-- Material to process start --
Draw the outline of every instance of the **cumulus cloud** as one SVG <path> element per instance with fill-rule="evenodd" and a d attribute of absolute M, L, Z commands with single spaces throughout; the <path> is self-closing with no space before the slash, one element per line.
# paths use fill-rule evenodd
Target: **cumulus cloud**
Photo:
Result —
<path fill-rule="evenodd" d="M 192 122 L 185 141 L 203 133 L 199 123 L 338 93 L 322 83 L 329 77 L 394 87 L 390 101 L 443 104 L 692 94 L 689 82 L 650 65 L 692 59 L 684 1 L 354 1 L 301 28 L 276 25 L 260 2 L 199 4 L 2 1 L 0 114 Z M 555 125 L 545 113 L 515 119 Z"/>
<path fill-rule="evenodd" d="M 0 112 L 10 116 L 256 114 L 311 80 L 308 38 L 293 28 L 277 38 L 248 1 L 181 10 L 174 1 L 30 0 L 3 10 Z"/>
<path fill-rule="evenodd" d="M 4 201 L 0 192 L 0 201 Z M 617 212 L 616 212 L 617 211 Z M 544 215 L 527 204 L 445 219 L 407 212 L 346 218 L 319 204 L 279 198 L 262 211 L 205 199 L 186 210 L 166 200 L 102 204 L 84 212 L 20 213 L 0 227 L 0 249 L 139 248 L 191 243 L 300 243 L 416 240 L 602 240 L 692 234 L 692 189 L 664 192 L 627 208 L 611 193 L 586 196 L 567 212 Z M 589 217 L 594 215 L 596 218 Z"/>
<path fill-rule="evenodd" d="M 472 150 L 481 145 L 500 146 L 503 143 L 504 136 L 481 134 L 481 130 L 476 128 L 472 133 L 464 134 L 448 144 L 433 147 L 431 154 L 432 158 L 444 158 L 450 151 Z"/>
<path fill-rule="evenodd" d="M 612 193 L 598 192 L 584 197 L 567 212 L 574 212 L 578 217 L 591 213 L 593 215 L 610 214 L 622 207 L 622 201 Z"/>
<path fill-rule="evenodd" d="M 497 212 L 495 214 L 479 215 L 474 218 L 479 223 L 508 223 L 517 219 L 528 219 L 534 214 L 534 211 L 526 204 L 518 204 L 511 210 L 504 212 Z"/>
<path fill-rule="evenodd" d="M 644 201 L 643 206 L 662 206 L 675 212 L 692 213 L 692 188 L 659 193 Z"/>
-- Material to process end --
**Aim of the task**.
Please lay out all of the lines above as a JSON list of strings, one string per line, with blank lines left out.

**Result of the exercise**.
[
  "Draw the outline of every instance of the **cumulus cloud** as one SVG <path> element per instance with fill-rule=\"evenodd\" and a d attribute of absolute M, L, Z commands with single spaces throughout; the <path> is self-closing with no space before the slash, one element per line.",
  "# paths use fill-rule evenodd",
  "Target: **cumulus cloud**",
  "Photo:",
  "Result —",
  "<path fill-rule=\"evenodd\" d=\"M 192 122 L 185 141 L 203 133 L 199 123 L 338 93 L 322 83 L 329 77 L 394 87 L 390 101 L 443 104 L 692 94 L 689 82 L 650 65 L 692 59 L 684 1 L 354 1 L 301 28 L 276 25 L 260 2 L 199 4 L 2 1 L 0 114 Z M 555 125 L 545 113 L 515 119 Z\"/>",
  "<path fill-rule=\"evenodd\" d=\"M 0 112 L 10 116 L 256 114 L 311 80 L 308 38 L 293 28 L 277 38 L 248 1 L 181 10 L 174 1 L 30 0 L 3 10 Z\"/>",
  "<path fill-rule=\"evenodd\" d=\"M 4 201 L 0 192 L 0 201 Z M 617 212 L 616 212 L 617 211 Z M 544 215 L 527 204 L 445 219 L 407 212 L 346 218 L 319 204 L 279 198 L 262 211 L 205 199 L 186 210 L 166 200 L 102 204 L 84 212 L 20 213 L 0 227 L 0 249 L 139 248 L 191 243 L 300 243 L 416 240 L 602 240 L 692 234 L 692 189 L 664 192 L 627 208 L 611 193 L 586 196 L 567 212 Z M 589 217 L 594 215 L 596 218 Z\"/>",
  "<path fill-rule=\"evenodd\" d=\"M 472 150 L 481 145 L 500 146 L 503 143 L 504 136 L 481 134 L 481 130 L 476 128 L 472 133 L 464 134 L 448 144 L 433 147 L 431 154 L 432 158 L 444 158 L 450 151 Z\"/>",
  "<path fill-rule=\"evenodd\" d=\"M 612 193 L 598 192 L 584 197 L 567 212 L 574 212 L 578 217 L 591 213 L 593 215 L 610 214 L 622 207 L 622 201 Z\"/>",
  "<path fill-rule=\"evenodd\" d=\"M 497 212 L 495 214 L 479 215 L 474 218 L 479 223 L 508 223 L 517 219 L 528 219 L 534 214 L 534 211 L 526 204 L 518 204 L 511 210 L 504 212 Z\"/>",
  "<path fill-rule=\"evenodd\" d=\"M 644 201 L 643 206 L 662 206 L 675 212 L 692 213 L 692 188 L 659 193 Z\"/>"
]